Work request: Reproduce every line from the beginning of the records down to and including the line that contains "positive clicks: (22, 70)", with no changes.

========

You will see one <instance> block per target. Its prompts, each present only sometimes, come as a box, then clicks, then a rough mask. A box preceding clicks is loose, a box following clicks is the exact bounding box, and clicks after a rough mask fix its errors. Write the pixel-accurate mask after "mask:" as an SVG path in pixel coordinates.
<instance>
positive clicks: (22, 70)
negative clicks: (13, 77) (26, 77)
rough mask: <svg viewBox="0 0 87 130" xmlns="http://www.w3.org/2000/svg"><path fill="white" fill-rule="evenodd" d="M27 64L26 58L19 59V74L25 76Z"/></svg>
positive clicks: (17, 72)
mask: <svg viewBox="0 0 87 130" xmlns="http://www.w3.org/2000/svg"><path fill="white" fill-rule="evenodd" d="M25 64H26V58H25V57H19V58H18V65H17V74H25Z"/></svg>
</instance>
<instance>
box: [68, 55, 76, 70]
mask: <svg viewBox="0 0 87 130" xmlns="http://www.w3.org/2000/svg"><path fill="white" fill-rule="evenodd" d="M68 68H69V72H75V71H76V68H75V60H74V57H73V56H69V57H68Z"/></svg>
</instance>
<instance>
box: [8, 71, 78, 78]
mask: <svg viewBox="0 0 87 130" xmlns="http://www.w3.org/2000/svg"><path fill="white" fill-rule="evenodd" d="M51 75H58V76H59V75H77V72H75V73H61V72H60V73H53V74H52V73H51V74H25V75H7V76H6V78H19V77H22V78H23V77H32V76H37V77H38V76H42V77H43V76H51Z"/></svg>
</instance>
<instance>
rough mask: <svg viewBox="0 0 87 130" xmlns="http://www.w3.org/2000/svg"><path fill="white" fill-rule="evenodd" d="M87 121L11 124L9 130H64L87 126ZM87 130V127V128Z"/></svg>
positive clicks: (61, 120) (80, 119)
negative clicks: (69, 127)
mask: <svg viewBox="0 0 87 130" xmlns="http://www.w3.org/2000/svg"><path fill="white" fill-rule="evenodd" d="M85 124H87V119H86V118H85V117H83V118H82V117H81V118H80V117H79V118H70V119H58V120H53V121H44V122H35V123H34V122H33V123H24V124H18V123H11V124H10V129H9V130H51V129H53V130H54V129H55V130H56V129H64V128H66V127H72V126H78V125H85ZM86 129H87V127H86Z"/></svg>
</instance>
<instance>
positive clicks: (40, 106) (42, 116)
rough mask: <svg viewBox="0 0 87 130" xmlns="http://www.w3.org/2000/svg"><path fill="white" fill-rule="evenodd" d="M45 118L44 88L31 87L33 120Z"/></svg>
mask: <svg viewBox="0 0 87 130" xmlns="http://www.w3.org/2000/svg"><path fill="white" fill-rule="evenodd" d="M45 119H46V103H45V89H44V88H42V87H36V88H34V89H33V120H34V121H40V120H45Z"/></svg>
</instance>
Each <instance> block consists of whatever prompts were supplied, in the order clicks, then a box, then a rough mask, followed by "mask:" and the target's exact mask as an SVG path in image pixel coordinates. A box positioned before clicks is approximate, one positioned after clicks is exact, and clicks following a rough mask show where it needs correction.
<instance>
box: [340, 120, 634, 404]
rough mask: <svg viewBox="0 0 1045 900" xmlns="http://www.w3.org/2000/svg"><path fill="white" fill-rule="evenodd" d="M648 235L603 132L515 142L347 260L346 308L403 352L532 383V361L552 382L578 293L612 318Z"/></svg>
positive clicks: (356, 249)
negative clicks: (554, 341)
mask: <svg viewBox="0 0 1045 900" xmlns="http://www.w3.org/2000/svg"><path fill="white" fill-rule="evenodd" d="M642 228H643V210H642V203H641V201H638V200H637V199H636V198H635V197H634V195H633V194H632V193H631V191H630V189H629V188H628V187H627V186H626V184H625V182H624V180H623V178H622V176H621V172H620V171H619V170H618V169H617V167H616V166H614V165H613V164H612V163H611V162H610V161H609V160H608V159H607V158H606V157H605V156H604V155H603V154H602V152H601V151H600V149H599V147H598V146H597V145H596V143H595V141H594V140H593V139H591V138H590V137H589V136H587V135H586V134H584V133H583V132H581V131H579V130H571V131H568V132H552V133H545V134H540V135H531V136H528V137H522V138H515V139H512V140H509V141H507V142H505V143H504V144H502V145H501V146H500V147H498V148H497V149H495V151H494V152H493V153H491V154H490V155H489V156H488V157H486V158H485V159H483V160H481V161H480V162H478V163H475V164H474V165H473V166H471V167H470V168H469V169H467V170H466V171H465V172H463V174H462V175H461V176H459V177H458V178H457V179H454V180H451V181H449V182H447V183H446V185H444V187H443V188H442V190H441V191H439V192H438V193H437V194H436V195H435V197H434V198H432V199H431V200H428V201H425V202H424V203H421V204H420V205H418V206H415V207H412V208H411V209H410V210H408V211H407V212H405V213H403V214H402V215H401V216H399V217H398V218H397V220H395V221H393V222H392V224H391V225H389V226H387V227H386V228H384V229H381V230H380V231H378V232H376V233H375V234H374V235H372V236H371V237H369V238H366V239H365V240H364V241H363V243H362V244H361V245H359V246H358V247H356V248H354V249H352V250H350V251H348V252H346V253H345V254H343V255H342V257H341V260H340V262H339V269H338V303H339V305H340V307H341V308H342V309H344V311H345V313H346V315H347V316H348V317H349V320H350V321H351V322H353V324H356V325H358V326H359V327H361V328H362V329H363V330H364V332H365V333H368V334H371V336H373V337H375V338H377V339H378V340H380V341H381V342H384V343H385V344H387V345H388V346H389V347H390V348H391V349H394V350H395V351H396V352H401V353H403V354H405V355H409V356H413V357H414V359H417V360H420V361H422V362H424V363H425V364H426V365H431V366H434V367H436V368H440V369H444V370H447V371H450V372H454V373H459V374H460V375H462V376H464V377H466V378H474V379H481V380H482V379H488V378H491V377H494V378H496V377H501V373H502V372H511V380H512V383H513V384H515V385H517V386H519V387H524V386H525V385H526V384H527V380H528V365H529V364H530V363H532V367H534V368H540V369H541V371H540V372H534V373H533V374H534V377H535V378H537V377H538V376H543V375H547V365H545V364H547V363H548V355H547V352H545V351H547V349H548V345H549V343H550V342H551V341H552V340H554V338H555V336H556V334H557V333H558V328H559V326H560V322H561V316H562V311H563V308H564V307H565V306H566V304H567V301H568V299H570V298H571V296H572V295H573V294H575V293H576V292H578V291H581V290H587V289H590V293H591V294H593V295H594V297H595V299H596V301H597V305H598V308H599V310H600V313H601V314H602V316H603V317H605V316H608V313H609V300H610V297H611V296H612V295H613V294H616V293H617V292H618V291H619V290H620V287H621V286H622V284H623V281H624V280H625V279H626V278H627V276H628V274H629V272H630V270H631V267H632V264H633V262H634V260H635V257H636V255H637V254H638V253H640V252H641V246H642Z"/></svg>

========

Answer for the task:
You will see one <instance> block per target. Its prompts, each present only sometimes, come as a box, then clicks, then a rough mask. A box preceding clicks is loose, a box following clicks is the exact bounding box, and clicks after a rough mask fix its errors. Write the pixel-accurate mask after "mask:" as an SVG path in pixel coordinates.
<instance>
positive clicks: (22, 70)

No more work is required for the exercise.